#### Exercise materials:
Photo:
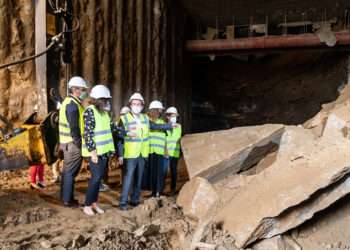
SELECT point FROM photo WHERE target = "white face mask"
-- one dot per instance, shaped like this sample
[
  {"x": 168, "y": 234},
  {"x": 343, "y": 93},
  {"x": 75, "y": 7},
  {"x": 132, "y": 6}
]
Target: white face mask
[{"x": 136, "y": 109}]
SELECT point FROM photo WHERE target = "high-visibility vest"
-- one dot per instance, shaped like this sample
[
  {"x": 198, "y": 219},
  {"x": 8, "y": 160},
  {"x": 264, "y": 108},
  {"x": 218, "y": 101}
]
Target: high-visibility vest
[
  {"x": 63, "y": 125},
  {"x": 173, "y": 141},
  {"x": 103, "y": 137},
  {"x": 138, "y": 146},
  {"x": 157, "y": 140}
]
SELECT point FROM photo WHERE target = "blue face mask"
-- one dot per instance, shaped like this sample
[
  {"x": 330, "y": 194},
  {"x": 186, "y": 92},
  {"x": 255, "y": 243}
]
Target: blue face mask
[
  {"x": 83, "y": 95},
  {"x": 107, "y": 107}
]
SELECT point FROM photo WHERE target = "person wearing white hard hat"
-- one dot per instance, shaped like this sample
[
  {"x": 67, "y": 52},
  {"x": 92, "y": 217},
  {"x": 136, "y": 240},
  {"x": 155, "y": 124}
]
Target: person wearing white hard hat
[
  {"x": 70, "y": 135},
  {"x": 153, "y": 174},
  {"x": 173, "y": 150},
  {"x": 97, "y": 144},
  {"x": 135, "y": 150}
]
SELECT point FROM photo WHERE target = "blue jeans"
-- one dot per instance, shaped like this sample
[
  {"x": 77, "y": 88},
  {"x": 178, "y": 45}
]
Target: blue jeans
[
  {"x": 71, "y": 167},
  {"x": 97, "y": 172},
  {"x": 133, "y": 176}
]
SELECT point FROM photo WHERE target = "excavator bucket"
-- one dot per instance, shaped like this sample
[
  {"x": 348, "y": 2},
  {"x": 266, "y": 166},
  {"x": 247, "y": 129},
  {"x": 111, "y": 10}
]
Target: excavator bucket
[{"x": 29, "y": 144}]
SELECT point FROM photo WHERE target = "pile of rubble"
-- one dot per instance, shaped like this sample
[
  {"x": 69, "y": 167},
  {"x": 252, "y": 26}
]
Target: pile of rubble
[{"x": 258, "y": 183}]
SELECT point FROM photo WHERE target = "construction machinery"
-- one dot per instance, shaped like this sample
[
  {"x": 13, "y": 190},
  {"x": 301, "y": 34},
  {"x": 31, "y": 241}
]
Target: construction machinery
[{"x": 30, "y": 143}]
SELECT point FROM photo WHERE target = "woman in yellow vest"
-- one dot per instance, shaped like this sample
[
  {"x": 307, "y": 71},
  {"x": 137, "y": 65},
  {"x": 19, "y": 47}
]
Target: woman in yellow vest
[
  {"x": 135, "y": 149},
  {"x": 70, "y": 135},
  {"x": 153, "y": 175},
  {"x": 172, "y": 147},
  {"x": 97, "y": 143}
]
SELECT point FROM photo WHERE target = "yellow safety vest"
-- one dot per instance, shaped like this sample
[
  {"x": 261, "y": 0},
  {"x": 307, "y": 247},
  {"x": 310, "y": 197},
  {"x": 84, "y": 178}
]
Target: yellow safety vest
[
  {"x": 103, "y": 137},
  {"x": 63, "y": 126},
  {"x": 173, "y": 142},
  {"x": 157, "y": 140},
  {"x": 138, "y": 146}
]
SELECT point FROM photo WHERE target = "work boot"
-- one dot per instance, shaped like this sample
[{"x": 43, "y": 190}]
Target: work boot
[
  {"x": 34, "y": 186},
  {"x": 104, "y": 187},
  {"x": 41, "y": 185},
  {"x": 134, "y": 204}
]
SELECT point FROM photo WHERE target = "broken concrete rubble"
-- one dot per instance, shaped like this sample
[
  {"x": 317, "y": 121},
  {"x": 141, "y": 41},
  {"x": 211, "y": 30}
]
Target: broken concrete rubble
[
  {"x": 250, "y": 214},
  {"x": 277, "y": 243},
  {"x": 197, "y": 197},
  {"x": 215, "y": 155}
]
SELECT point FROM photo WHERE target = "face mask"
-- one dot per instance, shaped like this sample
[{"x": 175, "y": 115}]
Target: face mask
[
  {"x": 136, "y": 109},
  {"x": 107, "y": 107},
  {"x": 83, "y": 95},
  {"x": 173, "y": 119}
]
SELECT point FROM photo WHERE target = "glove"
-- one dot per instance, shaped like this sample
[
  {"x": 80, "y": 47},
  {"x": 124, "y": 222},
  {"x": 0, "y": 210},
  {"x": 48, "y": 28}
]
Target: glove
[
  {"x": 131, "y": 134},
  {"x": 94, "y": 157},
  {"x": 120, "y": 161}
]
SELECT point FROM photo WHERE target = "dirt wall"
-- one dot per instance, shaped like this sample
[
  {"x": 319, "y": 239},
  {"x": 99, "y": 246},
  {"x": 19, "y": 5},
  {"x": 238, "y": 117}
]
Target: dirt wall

#### Task item:
Show each line in the entries that holds the string "dirt".

#### Response below:
SELECT point FROM photo WHERE target = "dirt wall"
Target: dirt wall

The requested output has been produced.